**Directive:**
Write out every line of the listing below word for word, keeping the order. Leave the pictures out.

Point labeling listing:
+===+
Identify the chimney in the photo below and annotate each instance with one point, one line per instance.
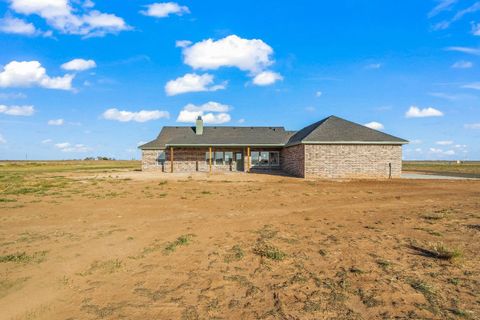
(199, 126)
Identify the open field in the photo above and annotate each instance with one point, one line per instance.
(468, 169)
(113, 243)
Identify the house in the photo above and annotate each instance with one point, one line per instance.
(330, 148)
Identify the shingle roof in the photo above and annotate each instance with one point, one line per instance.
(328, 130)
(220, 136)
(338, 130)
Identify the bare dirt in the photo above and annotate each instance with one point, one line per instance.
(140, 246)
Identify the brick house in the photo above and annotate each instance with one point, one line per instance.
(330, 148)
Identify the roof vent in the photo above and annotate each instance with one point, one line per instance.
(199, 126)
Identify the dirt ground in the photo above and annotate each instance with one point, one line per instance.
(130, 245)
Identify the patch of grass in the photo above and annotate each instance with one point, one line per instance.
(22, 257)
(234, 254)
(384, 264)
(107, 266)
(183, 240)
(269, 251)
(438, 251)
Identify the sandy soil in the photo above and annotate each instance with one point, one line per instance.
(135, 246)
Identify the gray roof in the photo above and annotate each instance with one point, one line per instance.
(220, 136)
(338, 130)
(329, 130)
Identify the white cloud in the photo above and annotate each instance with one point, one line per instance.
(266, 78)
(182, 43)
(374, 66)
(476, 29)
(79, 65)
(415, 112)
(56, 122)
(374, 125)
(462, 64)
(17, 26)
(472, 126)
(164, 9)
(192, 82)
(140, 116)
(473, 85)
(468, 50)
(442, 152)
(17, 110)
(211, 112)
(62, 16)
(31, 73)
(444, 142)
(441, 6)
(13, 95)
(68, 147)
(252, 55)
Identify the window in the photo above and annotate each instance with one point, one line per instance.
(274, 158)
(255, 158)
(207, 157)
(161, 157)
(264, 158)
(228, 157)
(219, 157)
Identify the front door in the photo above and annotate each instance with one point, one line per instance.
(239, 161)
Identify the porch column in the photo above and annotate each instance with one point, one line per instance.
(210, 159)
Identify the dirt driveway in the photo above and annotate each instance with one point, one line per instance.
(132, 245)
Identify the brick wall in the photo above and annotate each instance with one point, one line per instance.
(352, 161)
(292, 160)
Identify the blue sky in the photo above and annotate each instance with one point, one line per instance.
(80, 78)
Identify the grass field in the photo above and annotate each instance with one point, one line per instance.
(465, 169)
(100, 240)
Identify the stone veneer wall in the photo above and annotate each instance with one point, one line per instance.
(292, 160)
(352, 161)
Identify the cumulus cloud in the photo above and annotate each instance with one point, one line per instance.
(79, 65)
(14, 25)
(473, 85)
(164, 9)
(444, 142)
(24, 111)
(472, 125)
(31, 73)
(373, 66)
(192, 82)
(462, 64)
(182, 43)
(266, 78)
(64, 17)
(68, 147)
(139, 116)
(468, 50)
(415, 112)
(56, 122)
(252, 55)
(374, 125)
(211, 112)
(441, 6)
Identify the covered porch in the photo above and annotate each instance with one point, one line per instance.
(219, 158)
+===+
**Result of the task:**
Identify the chimney in the photo below and annotate each instance with one point, one line per instance.
(199, 126)
Identify the open field in the photo above and annotate each instance with one point, one line per instance.
(468, 169)
(113, 243)
Identify the house in the photo above and annotate each instance with one point, one line per instance.
(330, 148)
Identify the shingle roof in the photo above and annotate each instance with one point, one line per instance.
(328, 130)
(220, 136)
(338, 130)
Identify the bare dirt in the photo above and annotate each instance with one point, one line per instance.
(140, 246)
Identify the brick house in the photo above and annotate each instance with one point, one line per instance.
(330, 148)
Identify the roof vent in the photo above and annotate each instance with one point, one line per instance.
(199, 126)
Identify the dirt ground in the photo above and annotate each instance with one point, one line per instance.
(130, 245)
Identify the patch of grass in the photo above and annotate each instance with one point, one line per instance.
(22, 257)
(234, 254)
(384, 264)
(107, 266)
(183, 240)
(269, 251)
(438, 251)
Identify the sandy soil in the photo above and annotate each instance with one point, one line per instance.
(135, 246)
Identify the gray roof in the photo above and annotate each instance with one point, one line per instance.
(220, 136)
(338, 130)
(329, 130)
Identify the white cloud in the photo above and annotate each instance with one point, one line per instance.
(266, 78)
(182, 43)
(374, 66)
(476, 29)
(79, 65)
(415, 112)
(56, 122)
(374, 125)
(462, 64)
(17, 26)
(472, 126)
(164, 9)
(192, 82)
(140, 116)
(473, 85)
(468, 50)
(442, 152)
(17, 110)
(211, 112)
(62, 16)
(31, 73)
(444, 142)
(441, 6)
(13, 95)
(68, 147)
(252, 55)
Identify the window in the photo above and annotate each instance with one point, one line per instance.
(274, 158)
(255, 158)
(207, 157)
(161, 157)
(264, 158)
(228, 157)
(219, 157)
Identify the front door in the photo above and annotate each instance with one point, one line per instance.
(239, 161)
Identify the porch column in the photo above and annotate each instance with one point, one line per instance.
(210, 159)
Identify the dirt driveway in the photo above and annotate each instance with one point, one line per instance.
(132, 245)
Identify the brick wall in the photo above and annotate each instance with one point, one line per instance.
(352, 161)
(292, 160)
Identify the blue sky in the photo above and annotate each instance with one point, one line per instance.
(80, 78)
Identify the grass field in the photo above and annotate each instance with one point, one line per instance.
(465, 169)
(100, 240)
Identify the stone veneer wall in the photo above and annotate each instance with one point, one line per instance.
(292, 160)
(352, 161)
Identify the cumulus cloud in the photo above and annotate each instance with one point, one line per instance.
(79, 65)
(14, 25)
(473, 85)
(164, 9)
(444, 142)
(24, 111)
(472, 125)
(31, 73)
(373, 66)
(192, 82)
(462, 64)
(182, 43)
(266, 78)
(64, 17)
(68, 147)
(139, 116)
(468, 50)
(415, 112)
(56, 122)
(252, 55)
(374, 125)
(211, 112)
(441, 6)
Identify the covered porch in the photo above and annotate each instance with one point, one line per instance.
(219, 158)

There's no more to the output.